___ Given data
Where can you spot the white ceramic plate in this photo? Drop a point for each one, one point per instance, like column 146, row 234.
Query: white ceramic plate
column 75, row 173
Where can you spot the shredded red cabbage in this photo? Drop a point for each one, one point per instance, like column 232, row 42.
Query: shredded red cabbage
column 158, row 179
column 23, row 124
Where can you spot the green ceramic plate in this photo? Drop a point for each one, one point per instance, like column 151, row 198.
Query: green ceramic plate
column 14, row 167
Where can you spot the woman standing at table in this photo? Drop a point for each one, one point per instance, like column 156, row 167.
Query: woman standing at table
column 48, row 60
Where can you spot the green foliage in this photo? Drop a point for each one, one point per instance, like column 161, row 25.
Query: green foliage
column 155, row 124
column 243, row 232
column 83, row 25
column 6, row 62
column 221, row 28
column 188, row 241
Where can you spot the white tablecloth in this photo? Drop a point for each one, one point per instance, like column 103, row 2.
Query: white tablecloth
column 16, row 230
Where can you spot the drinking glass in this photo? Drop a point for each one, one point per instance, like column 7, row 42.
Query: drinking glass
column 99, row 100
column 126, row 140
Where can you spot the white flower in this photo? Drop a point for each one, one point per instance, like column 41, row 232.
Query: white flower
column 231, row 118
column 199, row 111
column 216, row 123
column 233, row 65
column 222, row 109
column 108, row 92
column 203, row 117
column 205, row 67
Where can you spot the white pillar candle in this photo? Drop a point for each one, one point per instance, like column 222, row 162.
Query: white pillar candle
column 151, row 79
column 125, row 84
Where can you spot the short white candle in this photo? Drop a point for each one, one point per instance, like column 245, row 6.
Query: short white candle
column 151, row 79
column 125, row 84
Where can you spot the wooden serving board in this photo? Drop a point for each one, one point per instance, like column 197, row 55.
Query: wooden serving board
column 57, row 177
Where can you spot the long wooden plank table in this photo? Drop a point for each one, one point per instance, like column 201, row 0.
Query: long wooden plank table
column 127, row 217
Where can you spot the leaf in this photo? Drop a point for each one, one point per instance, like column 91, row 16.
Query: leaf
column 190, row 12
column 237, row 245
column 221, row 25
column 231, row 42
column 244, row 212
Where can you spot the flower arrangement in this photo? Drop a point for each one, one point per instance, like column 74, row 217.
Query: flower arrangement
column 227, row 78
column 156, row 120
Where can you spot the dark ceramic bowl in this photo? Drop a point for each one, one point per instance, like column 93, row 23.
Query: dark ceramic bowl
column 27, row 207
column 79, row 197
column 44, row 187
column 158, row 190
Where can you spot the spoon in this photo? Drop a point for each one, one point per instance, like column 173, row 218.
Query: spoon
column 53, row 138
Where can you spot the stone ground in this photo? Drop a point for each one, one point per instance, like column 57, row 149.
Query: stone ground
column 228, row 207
______
Send back every entry precisely as given.

- Result of the exercise -
Where can you spot the white ceramic plate in this photo? Drop a point for each one, one point per instance, like column 146, row 234.
Query: white ceramic plate
column 75, row 173
Where can you spot the shredded red cabbage in this photo? Drop a point for each one, one point per instance, like column 232, row 42.
Query: shredded red cabbage
column 158, row 179
column 23, row 124
Where can you spot the green ceramic plate in this photo? Drop a point for each one, one point per instance, like column 151, row 198.
Query: green ceramic plate
column 14, row 167
Where can you spot the woman standing at table in this photo? Drop a point for each one, one point per instance, like column 156, row 167.
Query: woman standing at table
column 48, row 60
Where can you spot the green foliage in this photo? Drop a point for each one, one point per instance, like column 161, row 25.
Query: green foliage
column 155, row 124
column 243, row 232
column 83, row 25
column 6, row 62
column 221, row 28
column 188, row 241
Where can you spot the white tablecloth in this photo? Drop a point for each one, one point per instance, like column 103, row 2.
Query: white tablecloth
column 16, row 230
Where can you spot the drinking glass in this photo? Drop a point for each one, one point per instance, like column 7, row 42.
Query: drinking glass
column 99, row 100
column 126, row 140
Where can you spot the white flower in this photo? Drop a point for each one, one point per instance, like column 41, row 232.
Query: white flower
column 231, row 118
column 199, row 111
column 216, row 123
column 233, row 65
column 222, row 109
column 108, row 92
column 203, row 117
column 205, row 67
Where can you spot the white pillar candle in this photo? Drop a point for each one, one point per instance, like column 222, row 162.
Query: white pillar candle
column 151, row 79
column 125, row 84
Where can you spot the short white candle in this photo? Drop a point for each one, one point per instance, like column 245, row 6.
Query: short white candle
column 151, row 79
column 125, row 84
Where can you spot the wooden serving board in this photo? Drop a point for each one, one point per instance, like column 197, row 55.
Query: wooden serving board
column 57, row 177
Where can you spot the long wooden plank table in this photo? Drop a point for each one, one point per instance, like column 201, row 0.
Query: long wooden plank table
column 127, row 217
Where can you spot the leaf in this photo? Drop a point for each one, one point per instance, like column 91, row 16.
Query: leaf
column 190, row 12
column 237, row 245
column 221, row 25
column 231, row 42
column 244, row 212
Where can you spot the flower arrangement in this photo? Drop a point for each one, one point per instance, like column 74, row 217.
Query: flower arrangement
column 227, row 78
column 156, row 120
Where can you spot the dark ceramic bowl in this photo? Drop a point for each one, one point per instance, like column 93, row 23.
Query: dark ceramic bowl
column 27, row 207
column 79, row 197
column 44, row 187
column 158, row 190
Where can you spot the spoon in this photo? Drop a point for each one, one point per instance, like column 173, row 218.
Query: spoon
column 53, row 138
Where can you spot the stone ground in this photo? Drop a point for each one, one point per instance, like column 57, row 149.
Query: stone ground
column 228, row 207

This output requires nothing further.